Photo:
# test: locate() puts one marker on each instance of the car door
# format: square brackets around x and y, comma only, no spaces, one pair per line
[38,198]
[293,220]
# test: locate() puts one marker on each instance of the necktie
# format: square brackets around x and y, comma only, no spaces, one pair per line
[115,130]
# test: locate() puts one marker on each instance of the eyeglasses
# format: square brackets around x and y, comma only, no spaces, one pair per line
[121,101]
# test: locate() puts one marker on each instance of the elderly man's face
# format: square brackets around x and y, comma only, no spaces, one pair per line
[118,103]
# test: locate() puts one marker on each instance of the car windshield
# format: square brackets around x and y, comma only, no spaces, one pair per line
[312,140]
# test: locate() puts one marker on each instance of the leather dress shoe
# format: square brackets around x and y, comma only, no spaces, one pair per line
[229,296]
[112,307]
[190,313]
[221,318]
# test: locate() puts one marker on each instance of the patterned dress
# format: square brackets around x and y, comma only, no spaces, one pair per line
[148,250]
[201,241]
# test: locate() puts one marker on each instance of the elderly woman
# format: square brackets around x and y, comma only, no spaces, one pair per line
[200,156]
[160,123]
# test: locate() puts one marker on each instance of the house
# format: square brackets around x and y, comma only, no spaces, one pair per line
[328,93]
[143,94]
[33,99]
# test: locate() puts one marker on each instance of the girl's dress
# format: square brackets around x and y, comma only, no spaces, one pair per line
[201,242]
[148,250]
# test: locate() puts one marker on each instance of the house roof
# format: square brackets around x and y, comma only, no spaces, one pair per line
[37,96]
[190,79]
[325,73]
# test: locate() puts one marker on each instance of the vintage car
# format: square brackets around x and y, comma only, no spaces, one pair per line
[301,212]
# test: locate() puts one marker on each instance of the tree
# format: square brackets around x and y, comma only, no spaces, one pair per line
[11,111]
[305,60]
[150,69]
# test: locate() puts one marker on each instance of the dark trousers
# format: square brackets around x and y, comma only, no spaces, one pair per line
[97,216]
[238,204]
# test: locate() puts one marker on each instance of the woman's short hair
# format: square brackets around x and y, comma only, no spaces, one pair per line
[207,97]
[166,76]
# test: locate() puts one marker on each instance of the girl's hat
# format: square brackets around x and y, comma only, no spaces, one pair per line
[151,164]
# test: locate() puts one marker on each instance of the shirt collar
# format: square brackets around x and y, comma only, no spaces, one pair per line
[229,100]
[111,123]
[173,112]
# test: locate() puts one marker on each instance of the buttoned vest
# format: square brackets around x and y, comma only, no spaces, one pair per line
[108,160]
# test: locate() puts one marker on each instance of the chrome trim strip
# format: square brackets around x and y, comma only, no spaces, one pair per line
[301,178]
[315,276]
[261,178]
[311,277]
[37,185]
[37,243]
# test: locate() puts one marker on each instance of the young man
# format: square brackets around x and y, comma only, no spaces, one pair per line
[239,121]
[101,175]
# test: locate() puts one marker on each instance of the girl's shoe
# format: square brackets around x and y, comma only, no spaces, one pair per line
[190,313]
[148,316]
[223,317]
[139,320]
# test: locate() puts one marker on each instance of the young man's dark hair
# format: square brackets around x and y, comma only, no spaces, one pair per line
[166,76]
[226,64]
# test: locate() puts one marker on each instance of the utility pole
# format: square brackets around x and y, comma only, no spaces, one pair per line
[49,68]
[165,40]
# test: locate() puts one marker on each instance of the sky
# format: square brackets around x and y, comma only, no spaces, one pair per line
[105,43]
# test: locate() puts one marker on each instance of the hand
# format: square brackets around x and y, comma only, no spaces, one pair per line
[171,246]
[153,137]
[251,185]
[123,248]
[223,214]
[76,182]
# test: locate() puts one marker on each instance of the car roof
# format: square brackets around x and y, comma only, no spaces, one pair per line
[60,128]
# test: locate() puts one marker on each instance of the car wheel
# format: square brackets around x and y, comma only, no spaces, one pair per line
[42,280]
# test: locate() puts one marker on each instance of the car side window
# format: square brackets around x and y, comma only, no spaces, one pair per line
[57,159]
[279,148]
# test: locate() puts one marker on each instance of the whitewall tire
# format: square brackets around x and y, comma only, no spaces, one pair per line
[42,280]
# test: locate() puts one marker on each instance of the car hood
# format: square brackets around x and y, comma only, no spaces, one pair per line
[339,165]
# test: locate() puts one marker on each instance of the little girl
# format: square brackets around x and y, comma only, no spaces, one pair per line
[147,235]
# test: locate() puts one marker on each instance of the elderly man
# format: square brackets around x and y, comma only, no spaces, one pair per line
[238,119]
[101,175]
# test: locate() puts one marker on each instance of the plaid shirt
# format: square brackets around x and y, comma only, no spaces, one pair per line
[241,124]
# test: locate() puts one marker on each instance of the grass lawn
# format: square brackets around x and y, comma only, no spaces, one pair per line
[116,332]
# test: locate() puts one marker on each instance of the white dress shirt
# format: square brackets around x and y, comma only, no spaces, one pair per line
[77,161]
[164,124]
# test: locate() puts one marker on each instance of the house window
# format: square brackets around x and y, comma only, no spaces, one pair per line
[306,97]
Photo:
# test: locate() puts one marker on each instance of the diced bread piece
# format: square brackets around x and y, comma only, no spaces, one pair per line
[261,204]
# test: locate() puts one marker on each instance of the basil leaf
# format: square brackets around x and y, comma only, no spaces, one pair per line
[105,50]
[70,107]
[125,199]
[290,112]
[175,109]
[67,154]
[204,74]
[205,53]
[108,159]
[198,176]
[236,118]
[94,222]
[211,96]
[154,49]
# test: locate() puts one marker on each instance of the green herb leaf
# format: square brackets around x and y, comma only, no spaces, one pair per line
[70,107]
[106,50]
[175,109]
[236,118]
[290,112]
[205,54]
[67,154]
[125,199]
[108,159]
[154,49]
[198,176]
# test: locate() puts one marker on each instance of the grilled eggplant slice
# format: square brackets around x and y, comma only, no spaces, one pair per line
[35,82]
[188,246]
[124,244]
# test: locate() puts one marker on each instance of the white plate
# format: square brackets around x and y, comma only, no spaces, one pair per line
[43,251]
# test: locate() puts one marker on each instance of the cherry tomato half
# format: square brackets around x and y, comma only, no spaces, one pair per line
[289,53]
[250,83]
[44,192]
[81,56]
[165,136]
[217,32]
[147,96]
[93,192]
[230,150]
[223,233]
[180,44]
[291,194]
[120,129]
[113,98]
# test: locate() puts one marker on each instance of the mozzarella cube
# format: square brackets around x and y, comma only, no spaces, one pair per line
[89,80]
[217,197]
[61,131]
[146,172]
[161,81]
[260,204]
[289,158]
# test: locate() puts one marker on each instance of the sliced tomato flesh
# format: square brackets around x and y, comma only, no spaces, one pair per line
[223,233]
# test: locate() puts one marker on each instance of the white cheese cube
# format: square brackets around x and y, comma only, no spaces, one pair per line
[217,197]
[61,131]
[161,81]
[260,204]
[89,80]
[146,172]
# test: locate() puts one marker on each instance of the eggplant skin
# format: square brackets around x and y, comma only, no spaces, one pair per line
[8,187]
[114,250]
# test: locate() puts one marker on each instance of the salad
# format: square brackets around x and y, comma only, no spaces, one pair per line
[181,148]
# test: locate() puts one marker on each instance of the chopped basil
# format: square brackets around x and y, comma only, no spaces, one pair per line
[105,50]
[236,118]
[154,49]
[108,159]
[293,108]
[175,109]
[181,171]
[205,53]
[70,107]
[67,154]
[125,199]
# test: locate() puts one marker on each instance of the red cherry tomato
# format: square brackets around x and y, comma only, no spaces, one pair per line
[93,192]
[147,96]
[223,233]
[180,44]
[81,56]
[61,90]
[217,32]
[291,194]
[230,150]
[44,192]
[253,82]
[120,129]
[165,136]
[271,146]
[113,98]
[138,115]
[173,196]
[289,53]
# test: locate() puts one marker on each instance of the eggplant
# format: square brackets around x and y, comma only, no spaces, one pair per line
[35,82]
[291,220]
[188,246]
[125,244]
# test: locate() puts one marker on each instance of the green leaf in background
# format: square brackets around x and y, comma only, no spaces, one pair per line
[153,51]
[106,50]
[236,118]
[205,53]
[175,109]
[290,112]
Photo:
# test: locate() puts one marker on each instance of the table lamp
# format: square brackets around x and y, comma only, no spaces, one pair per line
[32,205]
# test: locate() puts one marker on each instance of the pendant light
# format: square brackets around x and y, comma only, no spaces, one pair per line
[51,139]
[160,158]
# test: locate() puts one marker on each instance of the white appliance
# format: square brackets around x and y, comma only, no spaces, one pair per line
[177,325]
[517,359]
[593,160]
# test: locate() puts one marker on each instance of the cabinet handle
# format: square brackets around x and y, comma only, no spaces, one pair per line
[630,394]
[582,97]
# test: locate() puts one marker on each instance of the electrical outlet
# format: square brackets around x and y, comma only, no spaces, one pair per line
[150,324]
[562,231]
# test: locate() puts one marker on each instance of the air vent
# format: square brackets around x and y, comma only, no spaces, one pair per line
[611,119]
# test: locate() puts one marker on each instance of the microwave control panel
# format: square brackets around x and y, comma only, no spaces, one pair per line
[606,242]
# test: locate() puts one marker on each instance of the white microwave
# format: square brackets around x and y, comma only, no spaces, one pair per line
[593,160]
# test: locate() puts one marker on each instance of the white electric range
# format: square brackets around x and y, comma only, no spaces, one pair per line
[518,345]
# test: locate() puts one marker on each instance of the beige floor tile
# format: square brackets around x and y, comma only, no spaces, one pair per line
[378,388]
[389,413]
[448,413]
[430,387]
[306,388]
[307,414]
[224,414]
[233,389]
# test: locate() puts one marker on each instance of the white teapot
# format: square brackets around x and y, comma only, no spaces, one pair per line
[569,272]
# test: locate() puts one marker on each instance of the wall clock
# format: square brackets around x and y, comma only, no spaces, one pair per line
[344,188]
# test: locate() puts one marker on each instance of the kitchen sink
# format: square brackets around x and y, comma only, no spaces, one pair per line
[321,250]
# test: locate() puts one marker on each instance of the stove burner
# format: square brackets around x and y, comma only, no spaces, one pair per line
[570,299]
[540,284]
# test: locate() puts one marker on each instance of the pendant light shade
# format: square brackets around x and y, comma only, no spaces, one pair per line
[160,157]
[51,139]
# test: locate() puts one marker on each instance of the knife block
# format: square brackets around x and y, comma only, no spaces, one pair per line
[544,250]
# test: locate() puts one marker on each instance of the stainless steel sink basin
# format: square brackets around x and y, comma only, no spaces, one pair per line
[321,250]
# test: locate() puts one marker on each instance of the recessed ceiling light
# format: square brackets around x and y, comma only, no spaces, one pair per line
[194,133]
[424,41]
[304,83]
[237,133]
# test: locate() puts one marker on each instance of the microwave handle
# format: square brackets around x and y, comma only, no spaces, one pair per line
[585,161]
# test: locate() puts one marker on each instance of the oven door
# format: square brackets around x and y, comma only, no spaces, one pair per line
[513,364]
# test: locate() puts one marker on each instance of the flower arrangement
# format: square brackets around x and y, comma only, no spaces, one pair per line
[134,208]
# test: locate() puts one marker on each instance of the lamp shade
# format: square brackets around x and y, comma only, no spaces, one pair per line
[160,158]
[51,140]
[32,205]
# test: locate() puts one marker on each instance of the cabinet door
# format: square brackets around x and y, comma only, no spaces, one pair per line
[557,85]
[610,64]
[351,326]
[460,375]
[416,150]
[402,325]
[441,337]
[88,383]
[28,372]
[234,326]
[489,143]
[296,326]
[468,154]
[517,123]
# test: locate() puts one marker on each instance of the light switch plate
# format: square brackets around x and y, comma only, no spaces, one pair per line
___
What to do
Can you copy out, unchanged, the lines above from the one containing "light switch plate" through the last line?

Correct answer
# test: locate() puts one marker on each instance of the light switch plate
# format: square brackets around x and y, comma only, no spaces, one pair per line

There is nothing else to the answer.